[Prompt 1]: List every role that the seminar announcement below says the world's soils play.
[Prompt 2]:
Say whether each statement agrees with the seminar announcement below. Answer yes or no and quote the deciding words.
(a) The talk is scheduled for 4:10 p.m. in Kottman Hall 103.
(b) Most current understanding of soil organic matter dynamics comes from research on tropical soils.
(c) The speaker's research group has worked in the Caribbean and the US Central Great Plains.

[Source extract]:
SENR Seminar Series - Out of sight, out of mind: Geographic variability in belowground carbon response to landscape disturbance across time
The SENR Seminar Series welcomes Professor Erika Marin-Spiotta, University of Wisconsin-Madison, Department of Geography, who will present "Out of sight, out of mind: Geographic variability in belowground carbon response to landscape disturbance across time" on Thursday, Oct. 17, 2019 in Kottman Hall 103 at 4:10 p.m.
Abstract
The world’s soils play a major role in carbon and nutrient storage, in the exchange of greenhouse gases with the atmosphere, in sustaining primary production on land and in water, and in providing food security. Despite this, the sensitivity of soils to landscape change and disturbance events is highly uncertain. One reason for this is geographic variability in the importance of different factors influencing biogeochemical processes, as well as historic geographic biases in our current knowledge. Most of our understanding of factors influencing soil organic matter dynamics and nutrient cycling comes from research in northern and mid-latitude soils and shallow depths, despite the global importance of tropical soils and the presence of potentially biologically active carbon in deep soil. Here I discuss results from my research group's work in the Caribbean and in the US Central Great Plains to highlight the importance of environmental heterogeneity and past disturbance on the distribution of organic matter and nutrient pools and cycling rates at the landscape and regional scale. I contextualize this work with results from recent syntheses that describe current advances in our understanding of how belowground biogeochemical cycles respond to large-scale disturbances such as soil erosion and land-use change over time. I focus on geographic variability in state factors to improve predictions of feedbacks between the terrestrial biosphere and the climate system. I also discuss recent work by ADVANCEGeo to empower geoscientists to transform workplace climate.

[Records provided]:
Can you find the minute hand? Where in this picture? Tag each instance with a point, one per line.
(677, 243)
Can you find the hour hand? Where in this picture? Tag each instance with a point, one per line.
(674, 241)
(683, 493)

[Response box 1]:
1. Carbon and nutrient storage
2. The exchange of greenhouse gases with the atmosphere
3. Sustaining primary production on land and in water
4. Providing food security

[Response box 2]:
(a) Yes: "on Thursday, Oct. 17, 2019 in Kottman Hall 103 at 4:10 p.m."
(b) No: "comes from research in northern and mid-latitude soils and shallow depths, despite the global importance of tropical soils"
(c) Yes: "results from my research group's work in the Caribbean and in the US Central Great Plains"